▶ USING THE INFORMATION
• 1. In the text on versions of the Bevis of Hampton romance, how many verses make up the Anglo-Norman Boeve de Haumtone?
• 2. Pick up the text on versions of the Bevis of Hampton romance right after its last line and carry it forward.

+++ TEXT UNDER STUDY +++

The oldest version known, Boeve de Haumtone, is an Anglo-Norman text that dates back to the first half of the 13th century. It consists of 3,850 verses written in Alexandrins.

Three continental French chansons de geste of Beuve d'Hanstone, all in decasyllables, were written in the 13th century. One is preserved in BnF Français 25516. They consist of between 10,000 and 20,000 verses. A French prose version was made before 1469. Bevers saga is an Old Norse translation of a lost version of the Anglo-Norman poem. The earliest manuscript of the saga dates to c. 1400.

The English metrical romance, Sir Beues of Hamtoun (see Matter of England), is founded based on some French origins, varying slightly from those that have been preserved. The oldest manuscript dates from the beginning of the 14th century. A translation into Irish survives in a 15th-century manuscript.

The printed editions of the story were most numerous in Italy, where Bovo or Buovo d'Antona was the subject of more than one poem, and the tale was interpolated in the Reali di Francia, the Italian compilation of Carolingian legend. An anonymous Buovo d'Antona: Cantari in ottava rima was printed in 1480, and a "Tuscan", in fact Padan of the Po Valley, version in 1497.

From Italian, it passed into Yiddish, where the Bovo-Bukh became the first non-religious book to be printed in Yiddish. It is considered the most popular and critically honored Yiddish-language chivalry romance.

In Russia, the romance attained an unparalleled popularity and became a part of Russian folklore. The Russian rendition of the romance appeared in mid-16th century, translated from a Polish or Old Belarusian version, which were in turn, translated from a Croatian rendition of the Italian romance, made in Ragusa. The resulting narrative, called Повесть о Бове-королевиче, lit. The Tale of Bova the Prince, gradually merged with Russian folktales, and the principal character attained many features of a Russian folk hero (bogatyr). Since the 18th century until 1918, various versions of the Povest' had been widely circulated (particularly among the lower classes) as a lubok. Such writers as Derzhavin and Pushkin praised Bova's literary value. The latter praised a version of Bova by Alexander Radishchev, written in 1799 and used some elements of the Povest' in his fairy tales (principally The Tale of Tsar Saltan).

==Editions==
- Eugen Kölbing (ed.), The Romance of Sir Bevis of Hampton, Early English Text Society, Extra Series, 46, 48, 65 (London: Kegan Paul, Trench, Trūbner, 1885–94).
- Ronald B. Herzman, Graham Dixon, and Eve Salisbury (eds), Four Romances of England (Kalamazoo, Michigan: Medieval Institute Publications, 1999).

+++ RAW DATA +++

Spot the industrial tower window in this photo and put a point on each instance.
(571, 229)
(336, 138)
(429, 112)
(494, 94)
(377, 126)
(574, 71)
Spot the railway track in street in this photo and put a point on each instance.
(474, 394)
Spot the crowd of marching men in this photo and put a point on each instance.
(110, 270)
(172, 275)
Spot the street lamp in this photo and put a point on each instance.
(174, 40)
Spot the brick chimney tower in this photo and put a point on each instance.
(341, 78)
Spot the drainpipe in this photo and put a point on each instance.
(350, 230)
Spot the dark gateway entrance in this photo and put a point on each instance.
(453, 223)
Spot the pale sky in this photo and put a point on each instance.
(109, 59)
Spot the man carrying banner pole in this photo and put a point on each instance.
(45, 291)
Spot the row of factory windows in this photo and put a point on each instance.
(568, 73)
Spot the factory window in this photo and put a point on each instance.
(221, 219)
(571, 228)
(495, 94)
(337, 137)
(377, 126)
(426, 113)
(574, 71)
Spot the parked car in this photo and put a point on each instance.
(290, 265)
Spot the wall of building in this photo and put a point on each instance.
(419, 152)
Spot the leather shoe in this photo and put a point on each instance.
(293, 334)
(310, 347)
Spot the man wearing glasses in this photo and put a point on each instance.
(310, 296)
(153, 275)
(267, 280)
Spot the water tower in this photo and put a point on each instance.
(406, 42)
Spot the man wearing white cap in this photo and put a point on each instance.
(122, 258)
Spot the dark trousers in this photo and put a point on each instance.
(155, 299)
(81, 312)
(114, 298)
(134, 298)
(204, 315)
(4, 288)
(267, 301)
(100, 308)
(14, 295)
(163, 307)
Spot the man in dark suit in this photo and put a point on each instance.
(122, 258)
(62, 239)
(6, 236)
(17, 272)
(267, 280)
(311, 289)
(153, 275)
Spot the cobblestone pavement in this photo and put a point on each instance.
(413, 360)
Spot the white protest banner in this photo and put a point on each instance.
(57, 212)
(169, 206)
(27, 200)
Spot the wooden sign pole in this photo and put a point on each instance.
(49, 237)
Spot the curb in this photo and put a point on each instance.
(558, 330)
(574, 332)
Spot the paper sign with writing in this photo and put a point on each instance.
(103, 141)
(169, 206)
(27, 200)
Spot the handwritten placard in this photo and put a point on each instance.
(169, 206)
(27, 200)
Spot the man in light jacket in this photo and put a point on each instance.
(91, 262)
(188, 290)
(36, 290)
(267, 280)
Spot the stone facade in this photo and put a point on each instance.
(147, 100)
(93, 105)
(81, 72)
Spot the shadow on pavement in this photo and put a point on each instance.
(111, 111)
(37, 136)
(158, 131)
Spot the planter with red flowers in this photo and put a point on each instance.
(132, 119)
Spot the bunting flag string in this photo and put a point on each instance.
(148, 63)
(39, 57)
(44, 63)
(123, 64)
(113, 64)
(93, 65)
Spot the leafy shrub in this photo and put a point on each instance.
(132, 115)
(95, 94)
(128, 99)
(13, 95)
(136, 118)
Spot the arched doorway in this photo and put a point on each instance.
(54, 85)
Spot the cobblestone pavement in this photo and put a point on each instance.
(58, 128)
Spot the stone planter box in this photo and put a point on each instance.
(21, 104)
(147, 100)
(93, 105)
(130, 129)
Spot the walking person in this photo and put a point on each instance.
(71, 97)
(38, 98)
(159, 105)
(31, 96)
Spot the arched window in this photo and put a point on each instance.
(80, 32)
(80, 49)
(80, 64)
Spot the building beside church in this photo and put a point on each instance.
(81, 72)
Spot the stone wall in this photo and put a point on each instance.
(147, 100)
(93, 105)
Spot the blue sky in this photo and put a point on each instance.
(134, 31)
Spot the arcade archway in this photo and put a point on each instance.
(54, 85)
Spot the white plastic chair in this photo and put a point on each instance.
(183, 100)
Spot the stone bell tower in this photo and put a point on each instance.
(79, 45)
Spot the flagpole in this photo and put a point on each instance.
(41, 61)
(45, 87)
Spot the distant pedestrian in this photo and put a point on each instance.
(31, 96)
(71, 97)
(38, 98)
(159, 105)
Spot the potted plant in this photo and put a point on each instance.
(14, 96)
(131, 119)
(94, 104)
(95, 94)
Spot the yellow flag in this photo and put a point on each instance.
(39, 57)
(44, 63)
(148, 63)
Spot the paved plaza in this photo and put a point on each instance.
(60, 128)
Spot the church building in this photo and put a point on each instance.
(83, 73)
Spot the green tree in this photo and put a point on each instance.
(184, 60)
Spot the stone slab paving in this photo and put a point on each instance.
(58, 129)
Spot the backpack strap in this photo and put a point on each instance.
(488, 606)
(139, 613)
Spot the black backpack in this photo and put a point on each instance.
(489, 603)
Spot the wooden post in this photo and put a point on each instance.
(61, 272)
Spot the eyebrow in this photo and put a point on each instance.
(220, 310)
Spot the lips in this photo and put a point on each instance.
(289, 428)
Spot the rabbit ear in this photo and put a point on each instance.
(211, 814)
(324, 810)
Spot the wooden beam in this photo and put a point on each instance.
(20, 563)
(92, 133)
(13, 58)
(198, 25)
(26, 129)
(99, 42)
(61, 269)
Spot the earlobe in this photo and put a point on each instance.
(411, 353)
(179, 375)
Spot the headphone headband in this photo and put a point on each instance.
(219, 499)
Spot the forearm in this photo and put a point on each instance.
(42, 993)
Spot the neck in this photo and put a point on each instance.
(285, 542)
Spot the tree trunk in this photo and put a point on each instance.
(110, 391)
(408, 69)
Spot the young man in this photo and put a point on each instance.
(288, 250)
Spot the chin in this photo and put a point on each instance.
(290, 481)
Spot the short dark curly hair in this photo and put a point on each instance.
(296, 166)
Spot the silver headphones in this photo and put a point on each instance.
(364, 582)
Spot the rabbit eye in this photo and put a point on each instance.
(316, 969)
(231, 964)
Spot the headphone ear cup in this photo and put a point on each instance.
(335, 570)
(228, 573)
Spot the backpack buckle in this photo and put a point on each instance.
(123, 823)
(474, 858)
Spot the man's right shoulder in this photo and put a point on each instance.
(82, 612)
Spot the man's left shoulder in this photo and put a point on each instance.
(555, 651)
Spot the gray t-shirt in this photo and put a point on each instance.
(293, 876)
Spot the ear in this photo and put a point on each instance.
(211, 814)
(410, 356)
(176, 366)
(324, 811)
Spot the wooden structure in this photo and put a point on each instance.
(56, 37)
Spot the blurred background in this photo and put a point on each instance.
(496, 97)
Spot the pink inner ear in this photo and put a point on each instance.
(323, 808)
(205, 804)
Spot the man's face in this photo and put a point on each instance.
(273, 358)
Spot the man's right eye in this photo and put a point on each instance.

+++

▶ EXPECTED RESPONSES
• 1. 3,850 verses, written in Alexandrins.

• 2.
- Jennifer Fellows (ed.), Sir Bevis of Hampton, Edited from Naples, Biblioteca Nazionale, MS XIII.B.29 and Cambridge, University Library, MS Ff.2.38, Early English Text Society, Original Series, 349–50, 2 vols (Oxford: Oxford University Press, 2017), ISBN 978-0-19-881190-9

==Sources==
R. Zenker (Boeve-Amlethus, Berlin and Leipzig, 1904) established a close parallel between Bevis and the Hamlet legend as related by Saxo Grammaticus in the Historia Danica. Some of the details that point to a common source are the vengeance of a stepfather for a father's death, the letter bearing his own death-warrant entrusted to the hero, and his double marriage. However, the motive of feigned madness is lacking in Bevis. The princess who is Josiane's rival is less ferocious than the Hermuthruda of the Hamlet legend, but she does threaten Bevis with death should he refuse her. Both seem modeled on the type of *Modthryth or Thryðo of the Beowulf legend. The 1911 Encyclopædia Britannica characterizes the mooted etymology connecting Bevis (Boeve) with Béowa (Beowulf), as "fanciful" and "inadmissible" on the ground that they were both dragon slayers. One alternative theory is that Doon may be identified with the emperor Otto the Great, who was the contemporary of Edgar the Peaceful, the English king Edgar of the story.

== Cultural references ==
- William Tyndale, in his preface to The Obedience of a Christian Man (1528), cites Bevis of Hampton alongside Robin Hood, Hercules, and the Matter of Troy as romances ecclesiastical authorities permitted laypeople to read while forbidding vernacular Scripture.

==See also ==
- Bevers saga
- Beves of Hamtoun (poem)

==Literature==
- The information about the Yiddish version can be found in Sol Liptzin, A History of Yiddish Literature, Jonathan David Publishers, Middle Village, NY, 1972, ISBN 0-8246-0124-6.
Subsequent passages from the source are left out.